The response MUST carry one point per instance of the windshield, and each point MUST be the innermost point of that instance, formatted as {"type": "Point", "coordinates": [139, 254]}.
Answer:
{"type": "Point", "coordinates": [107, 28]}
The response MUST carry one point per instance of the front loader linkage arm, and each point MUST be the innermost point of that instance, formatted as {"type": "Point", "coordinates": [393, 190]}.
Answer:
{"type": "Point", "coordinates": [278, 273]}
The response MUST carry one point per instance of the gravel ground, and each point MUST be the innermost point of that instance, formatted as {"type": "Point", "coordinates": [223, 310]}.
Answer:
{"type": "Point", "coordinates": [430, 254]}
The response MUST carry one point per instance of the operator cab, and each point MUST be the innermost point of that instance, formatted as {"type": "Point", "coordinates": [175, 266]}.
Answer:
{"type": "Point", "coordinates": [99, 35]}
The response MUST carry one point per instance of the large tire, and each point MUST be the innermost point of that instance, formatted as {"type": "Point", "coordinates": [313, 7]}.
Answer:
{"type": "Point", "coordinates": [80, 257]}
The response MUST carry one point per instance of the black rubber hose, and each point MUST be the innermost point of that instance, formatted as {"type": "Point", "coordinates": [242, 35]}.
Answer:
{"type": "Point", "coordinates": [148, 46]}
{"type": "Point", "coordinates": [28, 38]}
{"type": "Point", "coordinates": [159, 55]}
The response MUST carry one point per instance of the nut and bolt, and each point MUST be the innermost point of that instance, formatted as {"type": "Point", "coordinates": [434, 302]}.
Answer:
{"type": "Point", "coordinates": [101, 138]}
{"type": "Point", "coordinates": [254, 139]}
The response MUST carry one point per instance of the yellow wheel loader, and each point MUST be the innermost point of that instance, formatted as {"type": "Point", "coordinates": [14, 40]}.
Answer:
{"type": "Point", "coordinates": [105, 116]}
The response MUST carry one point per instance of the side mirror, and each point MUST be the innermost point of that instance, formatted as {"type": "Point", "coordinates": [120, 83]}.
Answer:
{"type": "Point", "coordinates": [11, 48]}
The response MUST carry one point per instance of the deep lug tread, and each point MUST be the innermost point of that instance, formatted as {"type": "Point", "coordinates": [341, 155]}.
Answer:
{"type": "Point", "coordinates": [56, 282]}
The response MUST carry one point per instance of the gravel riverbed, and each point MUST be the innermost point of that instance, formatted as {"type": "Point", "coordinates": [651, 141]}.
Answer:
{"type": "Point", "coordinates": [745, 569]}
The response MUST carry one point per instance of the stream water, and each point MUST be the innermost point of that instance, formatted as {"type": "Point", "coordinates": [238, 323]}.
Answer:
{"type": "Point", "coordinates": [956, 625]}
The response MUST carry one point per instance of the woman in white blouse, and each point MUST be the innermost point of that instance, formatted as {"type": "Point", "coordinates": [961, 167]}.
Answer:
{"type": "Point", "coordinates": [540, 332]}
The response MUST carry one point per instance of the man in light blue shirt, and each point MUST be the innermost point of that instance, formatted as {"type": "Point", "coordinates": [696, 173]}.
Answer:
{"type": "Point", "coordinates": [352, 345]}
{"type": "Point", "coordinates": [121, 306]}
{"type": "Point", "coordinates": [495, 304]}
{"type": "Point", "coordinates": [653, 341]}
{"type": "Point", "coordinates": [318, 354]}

• • • • • • •

- Work to be completed: Can you render the listing above as a two-column CSV with the headers "prompt" and "completion", one row per entry? Put each entry's text in the first column and its full answer in the second, with each value in a single quoted field and line breaks replaced by spaces.

- Result of the task:
prompt,completion
"The response MUST carry one point per instance of the windshield, and each point MUST be the innermost point of that instance, formatted as {""type"": ""Point"", ""coordinates"": [139, 254]}. Answer:","{""type"": ""Point"", ""coordinates"": [107, 28]}"
"The response MUST carry one point per instance of the front loader linkage arm, and each point MUST be the innermost point of that instance, formatted as {""type"": ""Point"", ""coordinates"": [393, 190]}. Answer:","{""type"": ""Point"", ""coordinates"": [278, 273]}"
"The response MUST carry one point per instance of the gravel ground, and each point MUST be the innermost point of that instance, formatted as {""type"": ""Point"", ""coordinates"": [223, 310]}. Answer:","{""type"": ""Point"", ""coordinates"": [430, 254]}"
"The response MUST carry one point per instance of the operator cab, and each point MUST be the innermost point of that instance, formatted as {""type"": ""Point"", ""coordinates"": [175, 266]}. Answer:","{""type"": ""Point"", ""coordinates"": [99, 35]}"
"The response MUST carry one point per instance of the large tire, and each point MUST be the innermost point of that instance, formatted as {""type"": ""Point"", ""coordinates"": [313, 7]}. Answer:","{""type"": ""Point"", ""coordinates"": [80, 257]}"
"The response MUST carry one point per instance of the black rubber hose, and each point MUST be the innermost point of that instance, formatted as {""type"": ""Point"", ""coordinates"": [242, 35]}. Answer:","{""type"": ""Point"", ""coordinates"": [148, 46]} {""type"": ""Point"", ""coordinates"": [28, 38]} {""type"": ""Point"", ""coordinates"": [159, 55]}"
"The response MUST carry one point per instance of the nut and bolt, and each point MUST be the innermost point of that instance, formatted as {""type"": ""Point"", ""coordinates"": [434, 302]}. Answer:","{""type"": ""Point"", ""coordinates"": [101, 138]} {""type"": ""Point"", ""coordinates"": [254, 139]}"
"The response MUST carry one point per instance of the yellow wheel loader, and each point MUST be the innermost point of that instance, formatted as {""type"": ""Point"", ""coordinates"": [14, 40]}. Answer:","{""type"": ""Point"", ""coordinates"": [105, 116]}"
"The response MUST carry one point per instance of the side mirror, and each point MUST be the innermost point of that instance, formatted as {""type"": ""Point"", ""coordinates"": [120, 83]}. Answer:","{""type"": ""Point"", ""coordinates"": [11, 48]}"
"The response MUST carry one point per instance of the deep lug tread, and each point MUST be the innermost point of that instance, formatted as {""type"": ""Point"", ""coordinates"": [341, 155]}. Answer:","{""type"": ""Point"", ""coordinates"": [56, 282]}"
"The response MUST carry one point per instance of the gravel riverbed, and each point MUST be the innermost point of that instance, formatted as {""type"": ""Point"", ""coordinates"": [651, 141]}. Answer:","{""type"": ""Point"", ""coordinates"": [745, 569]}"
"The response MUST carry one point per instance of the stream water, and each point MUST be the innermost point of that instance, formatted as {""type"": ""Point"", ""coordinates"": [238, 323]}. Answer:","{""type"": ""Point"", ""coordinates"": [956, 625]}"
"The response MUST carry one point per instance of the woman in white blouse, and each point MUST be the innermost point of that instance, formatted as {""type"": ""Point"", ""coordinates"": [961, 167]}. Answer:","{""type"": ""Point"", ""coordinates"": [540, 332]}"
"The response MUST carry one point per instance of the man in light blue shirt, and each point MUST be the innermost point of that instance, formatted as {""type"": ""Point"", ""coordinates"": [696, 173]}. Answer:","{""type"": ""Point"", ""coordinates"": [352, 345]} {""type"": ""Point"", ""coordinates"": [121, 306]} {""type"": ""Point"", ""coordinates"": [495, 304]} {""type"": ""Point"", ""coordinates"": [653, 341]} {""type"": ""Point"", ""coordinates"": [318, 354]}"